RECORDS SHOWN:
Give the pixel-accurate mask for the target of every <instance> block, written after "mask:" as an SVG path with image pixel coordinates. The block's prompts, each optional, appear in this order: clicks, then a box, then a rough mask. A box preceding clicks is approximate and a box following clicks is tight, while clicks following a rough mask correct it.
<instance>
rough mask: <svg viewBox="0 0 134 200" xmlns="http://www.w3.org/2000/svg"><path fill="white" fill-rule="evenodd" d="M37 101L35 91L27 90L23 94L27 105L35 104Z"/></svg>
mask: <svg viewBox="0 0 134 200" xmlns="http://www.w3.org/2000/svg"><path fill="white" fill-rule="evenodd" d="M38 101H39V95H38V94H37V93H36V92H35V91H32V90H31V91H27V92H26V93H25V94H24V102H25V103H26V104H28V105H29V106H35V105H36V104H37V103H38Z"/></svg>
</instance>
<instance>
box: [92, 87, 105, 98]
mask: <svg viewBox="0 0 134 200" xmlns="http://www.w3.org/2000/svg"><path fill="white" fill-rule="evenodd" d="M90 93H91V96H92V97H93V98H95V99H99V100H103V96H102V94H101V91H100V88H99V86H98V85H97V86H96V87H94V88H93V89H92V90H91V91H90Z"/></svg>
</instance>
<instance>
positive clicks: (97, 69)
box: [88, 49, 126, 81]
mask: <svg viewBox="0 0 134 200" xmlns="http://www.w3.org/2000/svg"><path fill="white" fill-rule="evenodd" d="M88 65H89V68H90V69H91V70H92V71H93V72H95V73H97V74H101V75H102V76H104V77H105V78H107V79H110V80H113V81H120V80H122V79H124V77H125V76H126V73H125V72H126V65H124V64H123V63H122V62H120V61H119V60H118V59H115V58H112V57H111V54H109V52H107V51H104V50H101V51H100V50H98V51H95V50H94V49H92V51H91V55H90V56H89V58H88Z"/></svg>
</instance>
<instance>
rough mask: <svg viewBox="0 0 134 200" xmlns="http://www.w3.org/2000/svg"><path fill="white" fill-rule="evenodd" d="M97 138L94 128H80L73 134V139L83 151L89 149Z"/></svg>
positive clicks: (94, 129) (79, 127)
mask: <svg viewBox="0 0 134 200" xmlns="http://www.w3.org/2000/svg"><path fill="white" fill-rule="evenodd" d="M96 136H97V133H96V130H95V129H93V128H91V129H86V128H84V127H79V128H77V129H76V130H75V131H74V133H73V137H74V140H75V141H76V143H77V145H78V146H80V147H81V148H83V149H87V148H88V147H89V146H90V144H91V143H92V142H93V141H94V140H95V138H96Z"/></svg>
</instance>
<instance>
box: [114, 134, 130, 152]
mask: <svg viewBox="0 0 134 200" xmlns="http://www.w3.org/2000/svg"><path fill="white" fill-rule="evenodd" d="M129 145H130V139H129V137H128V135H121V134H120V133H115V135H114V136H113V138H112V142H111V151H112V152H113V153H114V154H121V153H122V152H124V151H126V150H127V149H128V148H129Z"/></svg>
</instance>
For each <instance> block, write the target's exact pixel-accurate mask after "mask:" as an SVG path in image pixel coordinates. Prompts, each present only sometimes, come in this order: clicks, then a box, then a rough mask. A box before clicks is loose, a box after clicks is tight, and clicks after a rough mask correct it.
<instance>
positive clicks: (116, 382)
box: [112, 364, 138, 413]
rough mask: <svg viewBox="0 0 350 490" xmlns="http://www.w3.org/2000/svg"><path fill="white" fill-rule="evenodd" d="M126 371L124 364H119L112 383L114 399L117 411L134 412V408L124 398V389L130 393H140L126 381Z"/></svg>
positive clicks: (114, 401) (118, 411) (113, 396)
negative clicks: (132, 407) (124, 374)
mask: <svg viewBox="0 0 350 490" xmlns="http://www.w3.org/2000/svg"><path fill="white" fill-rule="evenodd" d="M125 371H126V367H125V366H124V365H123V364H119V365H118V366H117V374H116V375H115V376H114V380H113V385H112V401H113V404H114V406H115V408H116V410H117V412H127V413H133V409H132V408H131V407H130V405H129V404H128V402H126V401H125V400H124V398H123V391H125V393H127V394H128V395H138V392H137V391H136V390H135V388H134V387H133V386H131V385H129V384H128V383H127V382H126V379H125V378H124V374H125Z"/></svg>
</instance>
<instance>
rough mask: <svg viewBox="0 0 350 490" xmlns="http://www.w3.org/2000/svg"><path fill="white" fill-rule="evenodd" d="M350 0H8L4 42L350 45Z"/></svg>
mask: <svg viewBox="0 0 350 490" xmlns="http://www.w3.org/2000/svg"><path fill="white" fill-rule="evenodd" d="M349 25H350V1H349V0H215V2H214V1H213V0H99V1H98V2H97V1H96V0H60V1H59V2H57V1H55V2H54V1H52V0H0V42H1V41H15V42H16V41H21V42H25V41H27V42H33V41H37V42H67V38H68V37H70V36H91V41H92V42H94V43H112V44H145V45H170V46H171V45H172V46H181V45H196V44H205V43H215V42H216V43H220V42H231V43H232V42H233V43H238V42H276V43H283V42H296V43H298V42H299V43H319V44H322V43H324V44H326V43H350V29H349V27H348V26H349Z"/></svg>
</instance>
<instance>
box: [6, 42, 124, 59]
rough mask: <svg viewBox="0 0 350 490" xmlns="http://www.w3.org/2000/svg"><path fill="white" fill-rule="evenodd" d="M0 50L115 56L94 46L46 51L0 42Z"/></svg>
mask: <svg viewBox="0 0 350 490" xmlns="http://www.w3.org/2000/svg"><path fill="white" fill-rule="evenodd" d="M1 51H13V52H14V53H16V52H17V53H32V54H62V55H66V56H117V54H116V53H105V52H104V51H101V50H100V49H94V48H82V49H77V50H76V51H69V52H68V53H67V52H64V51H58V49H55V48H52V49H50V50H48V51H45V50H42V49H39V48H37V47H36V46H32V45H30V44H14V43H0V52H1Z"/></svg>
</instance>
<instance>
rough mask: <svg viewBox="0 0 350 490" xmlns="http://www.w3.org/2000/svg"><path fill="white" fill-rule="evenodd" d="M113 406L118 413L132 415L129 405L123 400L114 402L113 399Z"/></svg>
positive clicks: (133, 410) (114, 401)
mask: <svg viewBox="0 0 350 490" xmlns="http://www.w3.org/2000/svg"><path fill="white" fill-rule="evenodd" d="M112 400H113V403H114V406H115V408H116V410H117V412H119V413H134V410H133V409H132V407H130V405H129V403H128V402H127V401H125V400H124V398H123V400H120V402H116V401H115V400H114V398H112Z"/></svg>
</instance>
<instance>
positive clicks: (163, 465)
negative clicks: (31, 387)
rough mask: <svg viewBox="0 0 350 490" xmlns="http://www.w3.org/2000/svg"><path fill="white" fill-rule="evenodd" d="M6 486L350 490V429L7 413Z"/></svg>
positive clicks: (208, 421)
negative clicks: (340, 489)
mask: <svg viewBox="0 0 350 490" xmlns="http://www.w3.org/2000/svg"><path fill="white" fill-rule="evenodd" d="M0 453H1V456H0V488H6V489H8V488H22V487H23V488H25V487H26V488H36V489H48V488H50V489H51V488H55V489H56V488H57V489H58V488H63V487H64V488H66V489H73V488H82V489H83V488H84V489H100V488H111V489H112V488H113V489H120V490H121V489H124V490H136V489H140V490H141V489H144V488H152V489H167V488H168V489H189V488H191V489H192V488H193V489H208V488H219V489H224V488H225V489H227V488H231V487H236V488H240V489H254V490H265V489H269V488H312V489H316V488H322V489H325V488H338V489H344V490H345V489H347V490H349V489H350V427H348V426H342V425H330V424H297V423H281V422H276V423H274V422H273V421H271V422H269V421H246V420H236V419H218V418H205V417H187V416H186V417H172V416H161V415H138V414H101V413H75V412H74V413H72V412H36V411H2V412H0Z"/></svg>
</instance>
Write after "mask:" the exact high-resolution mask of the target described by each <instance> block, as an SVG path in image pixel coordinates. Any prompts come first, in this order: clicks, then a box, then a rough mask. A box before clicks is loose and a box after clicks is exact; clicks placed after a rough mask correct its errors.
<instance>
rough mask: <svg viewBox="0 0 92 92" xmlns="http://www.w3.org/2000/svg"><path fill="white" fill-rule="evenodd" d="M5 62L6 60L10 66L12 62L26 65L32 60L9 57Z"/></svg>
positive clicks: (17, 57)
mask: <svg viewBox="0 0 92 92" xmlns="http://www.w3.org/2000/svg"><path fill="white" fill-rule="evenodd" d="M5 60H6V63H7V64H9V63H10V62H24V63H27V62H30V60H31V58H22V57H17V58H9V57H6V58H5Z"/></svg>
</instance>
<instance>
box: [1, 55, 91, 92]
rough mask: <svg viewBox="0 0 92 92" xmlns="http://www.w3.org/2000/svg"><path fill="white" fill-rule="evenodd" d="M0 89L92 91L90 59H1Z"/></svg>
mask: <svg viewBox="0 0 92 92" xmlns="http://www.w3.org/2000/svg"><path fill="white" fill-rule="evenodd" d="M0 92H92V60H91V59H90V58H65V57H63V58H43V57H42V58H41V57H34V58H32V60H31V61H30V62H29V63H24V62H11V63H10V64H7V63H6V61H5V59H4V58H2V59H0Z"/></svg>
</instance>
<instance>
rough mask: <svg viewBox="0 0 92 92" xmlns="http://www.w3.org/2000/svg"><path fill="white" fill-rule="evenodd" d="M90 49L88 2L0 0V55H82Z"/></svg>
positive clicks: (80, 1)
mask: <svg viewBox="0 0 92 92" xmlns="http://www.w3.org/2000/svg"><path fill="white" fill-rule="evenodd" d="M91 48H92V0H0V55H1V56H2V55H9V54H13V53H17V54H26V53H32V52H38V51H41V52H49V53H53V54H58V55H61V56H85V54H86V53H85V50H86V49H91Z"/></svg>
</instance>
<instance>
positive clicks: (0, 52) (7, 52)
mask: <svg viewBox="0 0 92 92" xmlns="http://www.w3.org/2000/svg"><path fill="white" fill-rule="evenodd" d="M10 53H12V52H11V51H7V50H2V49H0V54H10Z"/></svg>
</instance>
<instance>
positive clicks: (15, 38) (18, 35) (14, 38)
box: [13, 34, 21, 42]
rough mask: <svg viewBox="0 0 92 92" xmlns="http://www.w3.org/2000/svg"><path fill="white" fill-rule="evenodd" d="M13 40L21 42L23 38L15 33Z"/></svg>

JOB: Select each line of the items above that contains the string "negative".

OUTPUT:
negative clicks: (132, 407) (124, 374)
negative clicks: (31, 387)
negative clicks: (340, 489)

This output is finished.